- SOURCE PASSAGE -
Barbara Lickness wrote:

It would be interesting to hear from some of the small town
transplants.  I would like to know what it was
like moving to the big city and what it was that made you decide to stay
in the city versus the suburbs or
another small town.

    What an irresistible invitation... thank you, Barb.

   There was a time when Eden Prairie was "exurbia." As a young child my
family lived on the east side of Cty. Rd. 4, just south of Glen Lake --
I have no idea what name the road goes by today -- across the road from
the Ed Sidio hog and chicken  farm. My older sister was allowed to cross
the road to get freshly dressed chickens and freshly laid eggs from Ed's
place. To the south of our house was a family, the Olsens, who raised
horses. I'd say "right next door" except that their house was almost 1/2
mile away. To the north and east of our house the terrain was completely
wooded as far as you could see. My brother, David, and me, spent many
wonderful hours tramping those woods. Our favorite secret spot was a
small pond, hidden well back in the woods. This is where we'd stretch
out on the ground, stomach side down, heads propped up on our elbows,
and wait for the deer to show up. Rarely were we disappointed.

- RAW RECORDS -
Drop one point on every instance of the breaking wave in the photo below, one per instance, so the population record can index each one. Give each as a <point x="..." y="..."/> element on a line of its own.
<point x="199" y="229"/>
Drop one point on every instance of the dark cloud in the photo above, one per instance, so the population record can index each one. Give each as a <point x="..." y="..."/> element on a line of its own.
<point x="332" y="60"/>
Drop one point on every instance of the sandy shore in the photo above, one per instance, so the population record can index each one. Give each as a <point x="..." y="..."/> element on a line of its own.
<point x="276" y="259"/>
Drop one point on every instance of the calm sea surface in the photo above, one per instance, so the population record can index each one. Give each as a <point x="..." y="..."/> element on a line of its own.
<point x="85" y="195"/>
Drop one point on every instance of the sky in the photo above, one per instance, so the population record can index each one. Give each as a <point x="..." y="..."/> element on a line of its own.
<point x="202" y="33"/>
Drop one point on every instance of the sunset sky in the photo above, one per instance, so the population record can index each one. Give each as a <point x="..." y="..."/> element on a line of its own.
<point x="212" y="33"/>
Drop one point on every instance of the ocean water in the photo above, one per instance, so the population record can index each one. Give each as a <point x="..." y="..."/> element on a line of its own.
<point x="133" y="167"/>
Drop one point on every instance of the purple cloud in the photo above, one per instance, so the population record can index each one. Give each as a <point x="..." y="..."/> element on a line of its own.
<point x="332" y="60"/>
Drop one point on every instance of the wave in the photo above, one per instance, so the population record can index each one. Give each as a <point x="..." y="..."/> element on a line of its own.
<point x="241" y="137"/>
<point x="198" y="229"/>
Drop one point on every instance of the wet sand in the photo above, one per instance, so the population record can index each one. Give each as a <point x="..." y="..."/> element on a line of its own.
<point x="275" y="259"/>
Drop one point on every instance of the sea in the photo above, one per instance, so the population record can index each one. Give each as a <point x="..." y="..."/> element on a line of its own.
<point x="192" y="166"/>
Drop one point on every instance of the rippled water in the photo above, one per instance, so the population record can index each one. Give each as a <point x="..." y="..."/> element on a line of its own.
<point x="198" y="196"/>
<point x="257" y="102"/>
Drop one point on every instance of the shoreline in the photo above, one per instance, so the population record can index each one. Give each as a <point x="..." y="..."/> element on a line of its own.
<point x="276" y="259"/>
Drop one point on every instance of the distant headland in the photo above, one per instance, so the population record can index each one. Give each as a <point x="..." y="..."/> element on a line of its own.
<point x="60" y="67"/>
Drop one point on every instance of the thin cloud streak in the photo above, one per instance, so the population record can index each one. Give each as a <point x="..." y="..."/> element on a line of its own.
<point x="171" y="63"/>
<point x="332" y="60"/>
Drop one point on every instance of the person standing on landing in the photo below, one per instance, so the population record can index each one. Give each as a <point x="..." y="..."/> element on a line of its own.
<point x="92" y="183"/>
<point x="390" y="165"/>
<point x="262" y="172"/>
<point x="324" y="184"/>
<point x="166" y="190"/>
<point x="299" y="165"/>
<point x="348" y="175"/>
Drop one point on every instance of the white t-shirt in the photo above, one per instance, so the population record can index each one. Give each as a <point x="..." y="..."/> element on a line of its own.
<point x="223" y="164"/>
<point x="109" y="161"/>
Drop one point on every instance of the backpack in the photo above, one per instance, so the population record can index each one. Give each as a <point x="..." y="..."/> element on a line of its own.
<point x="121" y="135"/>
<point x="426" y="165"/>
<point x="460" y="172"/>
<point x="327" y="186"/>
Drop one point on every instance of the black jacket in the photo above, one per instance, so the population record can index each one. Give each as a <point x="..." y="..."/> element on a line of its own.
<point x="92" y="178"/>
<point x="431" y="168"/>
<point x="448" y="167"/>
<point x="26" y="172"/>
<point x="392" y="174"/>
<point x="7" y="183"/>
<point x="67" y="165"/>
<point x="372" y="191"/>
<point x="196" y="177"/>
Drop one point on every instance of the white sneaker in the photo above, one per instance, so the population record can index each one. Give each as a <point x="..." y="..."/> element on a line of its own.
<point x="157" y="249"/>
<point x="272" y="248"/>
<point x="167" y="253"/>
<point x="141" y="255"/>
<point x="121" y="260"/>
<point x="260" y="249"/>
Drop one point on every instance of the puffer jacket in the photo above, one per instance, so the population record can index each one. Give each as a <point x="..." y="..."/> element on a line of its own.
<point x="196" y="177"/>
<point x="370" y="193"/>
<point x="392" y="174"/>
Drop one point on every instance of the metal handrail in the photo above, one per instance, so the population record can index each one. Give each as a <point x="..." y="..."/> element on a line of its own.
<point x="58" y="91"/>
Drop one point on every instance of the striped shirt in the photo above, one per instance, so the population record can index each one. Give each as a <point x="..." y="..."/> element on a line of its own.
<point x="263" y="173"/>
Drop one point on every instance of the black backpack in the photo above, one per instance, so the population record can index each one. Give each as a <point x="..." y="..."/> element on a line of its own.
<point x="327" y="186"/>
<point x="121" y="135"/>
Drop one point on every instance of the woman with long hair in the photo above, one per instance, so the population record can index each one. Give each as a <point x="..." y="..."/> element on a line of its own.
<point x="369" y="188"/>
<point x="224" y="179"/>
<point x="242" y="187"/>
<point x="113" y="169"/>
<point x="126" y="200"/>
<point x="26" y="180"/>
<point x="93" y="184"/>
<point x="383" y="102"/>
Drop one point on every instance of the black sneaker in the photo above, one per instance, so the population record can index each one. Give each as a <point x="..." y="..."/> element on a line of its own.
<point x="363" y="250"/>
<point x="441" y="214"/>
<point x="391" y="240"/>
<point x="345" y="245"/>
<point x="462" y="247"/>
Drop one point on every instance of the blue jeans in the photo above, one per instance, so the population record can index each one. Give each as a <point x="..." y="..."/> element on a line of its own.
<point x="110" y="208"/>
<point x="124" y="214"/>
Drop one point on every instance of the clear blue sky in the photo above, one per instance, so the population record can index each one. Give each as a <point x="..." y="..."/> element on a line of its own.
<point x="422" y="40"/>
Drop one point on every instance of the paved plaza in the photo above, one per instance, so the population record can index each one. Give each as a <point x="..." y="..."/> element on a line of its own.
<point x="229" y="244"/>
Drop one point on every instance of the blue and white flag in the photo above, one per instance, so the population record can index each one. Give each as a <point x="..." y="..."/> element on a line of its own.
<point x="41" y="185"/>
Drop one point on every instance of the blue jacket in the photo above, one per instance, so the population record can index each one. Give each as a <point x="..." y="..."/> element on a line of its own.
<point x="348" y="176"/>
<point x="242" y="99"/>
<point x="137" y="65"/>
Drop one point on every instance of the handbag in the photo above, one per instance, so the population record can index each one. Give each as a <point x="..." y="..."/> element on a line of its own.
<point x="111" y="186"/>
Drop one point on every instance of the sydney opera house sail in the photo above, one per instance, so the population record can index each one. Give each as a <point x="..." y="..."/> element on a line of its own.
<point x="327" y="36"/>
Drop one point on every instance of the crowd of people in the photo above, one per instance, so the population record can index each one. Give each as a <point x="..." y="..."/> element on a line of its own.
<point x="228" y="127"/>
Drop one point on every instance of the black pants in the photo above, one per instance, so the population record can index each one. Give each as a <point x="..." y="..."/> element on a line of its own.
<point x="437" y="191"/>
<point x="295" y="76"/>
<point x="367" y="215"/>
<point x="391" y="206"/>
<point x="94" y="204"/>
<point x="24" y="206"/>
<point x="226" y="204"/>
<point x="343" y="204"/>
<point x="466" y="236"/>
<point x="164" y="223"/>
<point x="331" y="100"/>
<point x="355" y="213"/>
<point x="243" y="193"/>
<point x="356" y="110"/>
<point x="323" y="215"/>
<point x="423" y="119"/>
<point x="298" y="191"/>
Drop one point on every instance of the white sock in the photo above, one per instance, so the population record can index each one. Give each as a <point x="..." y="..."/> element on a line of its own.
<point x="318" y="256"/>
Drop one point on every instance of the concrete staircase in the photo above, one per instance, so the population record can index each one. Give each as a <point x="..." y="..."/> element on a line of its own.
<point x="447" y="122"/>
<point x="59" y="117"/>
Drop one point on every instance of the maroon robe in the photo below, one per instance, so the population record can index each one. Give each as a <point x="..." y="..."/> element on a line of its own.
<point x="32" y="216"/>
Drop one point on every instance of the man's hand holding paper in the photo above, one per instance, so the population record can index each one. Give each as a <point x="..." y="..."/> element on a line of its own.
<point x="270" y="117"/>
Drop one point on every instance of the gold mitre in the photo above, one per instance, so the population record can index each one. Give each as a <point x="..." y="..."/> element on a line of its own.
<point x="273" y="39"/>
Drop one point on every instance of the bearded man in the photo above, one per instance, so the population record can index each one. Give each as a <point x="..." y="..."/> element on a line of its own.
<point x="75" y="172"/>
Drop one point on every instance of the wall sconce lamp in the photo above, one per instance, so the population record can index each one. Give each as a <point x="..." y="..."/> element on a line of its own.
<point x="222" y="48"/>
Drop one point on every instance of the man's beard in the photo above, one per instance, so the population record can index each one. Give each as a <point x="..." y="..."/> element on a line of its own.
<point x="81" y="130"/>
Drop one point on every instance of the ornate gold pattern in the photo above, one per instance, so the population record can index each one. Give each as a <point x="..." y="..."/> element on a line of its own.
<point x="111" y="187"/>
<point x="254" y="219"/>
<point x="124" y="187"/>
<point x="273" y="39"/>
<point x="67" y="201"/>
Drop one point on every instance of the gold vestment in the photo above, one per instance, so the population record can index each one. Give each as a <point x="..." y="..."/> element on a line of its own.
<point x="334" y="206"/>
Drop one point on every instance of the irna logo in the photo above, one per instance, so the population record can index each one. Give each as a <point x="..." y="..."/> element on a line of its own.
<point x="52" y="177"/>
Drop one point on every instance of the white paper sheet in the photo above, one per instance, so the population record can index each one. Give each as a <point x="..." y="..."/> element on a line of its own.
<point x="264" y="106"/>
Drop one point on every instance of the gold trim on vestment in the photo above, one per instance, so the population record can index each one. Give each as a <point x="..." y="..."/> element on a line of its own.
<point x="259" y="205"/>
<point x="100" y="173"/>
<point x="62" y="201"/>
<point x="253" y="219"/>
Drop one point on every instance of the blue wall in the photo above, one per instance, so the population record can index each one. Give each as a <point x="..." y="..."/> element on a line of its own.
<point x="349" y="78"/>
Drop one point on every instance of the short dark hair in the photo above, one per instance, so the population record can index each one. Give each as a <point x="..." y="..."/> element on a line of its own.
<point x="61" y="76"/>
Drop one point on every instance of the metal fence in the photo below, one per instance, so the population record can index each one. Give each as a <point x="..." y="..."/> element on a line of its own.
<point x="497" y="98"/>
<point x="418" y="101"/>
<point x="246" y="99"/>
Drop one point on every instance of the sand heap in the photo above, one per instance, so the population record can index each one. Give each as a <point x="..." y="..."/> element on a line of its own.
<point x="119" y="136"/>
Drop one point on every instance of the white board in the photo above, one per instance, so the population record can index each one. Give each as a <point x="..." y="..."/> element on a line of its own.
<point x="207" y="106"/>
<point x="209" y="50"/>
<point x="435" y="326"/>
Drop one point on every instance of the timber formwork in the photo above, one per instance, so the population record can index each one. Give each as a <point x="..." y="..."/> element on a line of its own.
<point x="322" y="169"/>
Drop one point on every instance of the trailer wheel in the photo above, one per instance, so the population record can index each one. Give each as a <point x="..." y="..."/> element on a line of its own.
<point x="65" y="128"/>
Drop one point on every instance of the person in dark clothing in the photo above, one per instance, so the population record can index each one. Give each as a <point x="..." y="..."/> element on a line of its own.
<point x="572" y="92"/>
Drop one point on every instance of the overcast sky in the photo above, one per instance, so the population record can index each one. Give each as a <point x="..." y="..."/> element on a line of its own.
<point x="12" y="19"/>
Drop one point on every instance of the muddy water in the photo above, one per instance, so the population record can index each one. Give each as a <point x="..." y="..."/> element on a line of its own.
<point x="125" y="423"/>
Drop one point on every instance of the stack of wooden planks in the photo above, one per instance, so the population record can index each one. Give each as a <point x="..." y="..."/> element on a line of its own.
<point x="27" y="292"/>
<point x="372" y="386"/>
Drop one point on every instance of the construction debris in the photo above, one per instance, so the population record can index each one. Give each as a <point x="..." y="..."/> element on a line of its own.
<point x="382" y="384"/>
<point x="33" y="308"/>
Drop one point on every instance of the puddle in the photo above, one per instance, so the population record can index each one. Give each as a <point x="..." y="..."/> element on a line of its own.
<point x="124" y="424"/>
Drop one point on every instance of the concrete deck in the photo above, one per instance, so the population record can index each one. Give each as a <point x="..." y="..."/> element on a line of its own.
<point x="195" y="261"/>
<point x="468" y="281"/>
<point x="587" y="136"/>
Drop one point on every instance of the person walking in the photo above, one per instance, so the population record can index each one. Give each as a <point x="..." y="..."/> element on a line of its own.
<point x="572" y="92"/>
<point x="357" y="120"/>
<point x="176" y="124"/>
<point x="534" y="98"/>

- EXERCISE REQUIREMENTS -
(1) In the Eden Prairie recollection, what did the Olsens raise?
(2) Duplicate the part of the Eden Prairie recollection that opens with the words containing "It would be" and closes with "thank you, Barb.".
(3) Go on with the Eden Prairie childhood recollection from where it stops.
The data has no connection to the Eden Prairie recollection.

- RESULTS IN ORDER -
(1) The Olsens raised horses.

(2)
It would be interesting to hear from some of the small town
transplants.  I would like to know what it was
like moving to the big city and what it was that made you decide to stay
in the city versus the suburbs or
another small town.

    What an irresistible invitation... thank you, Barb.

(3)
Kindergarten, a progressive innovation in those days, was a long
bus-ride with my older sister who was in 7th grade. We both attended K-
8 school in a two story-building in Eden Prairie. I can still remember
the smell of the oil and sawdust that the sole janitor used on the wood
floors to keep them gleaming. By the way, this was in the mid-'50's, not
at the turn of the 20th century :)
    During mid-childhood my family moved into suburbia, Minnetonka
township. Yes, township. Minnetonka wasn't a "city" until the late
'60's. It was a culture shock from which I've never recovered, in the
sense that it negatively shaped all of my opinions of urban vs. suburban
vs. rural. Though there were marshes to tramp, the wooded areas were too
small to let ones imagination soar with the possibilities of discovery.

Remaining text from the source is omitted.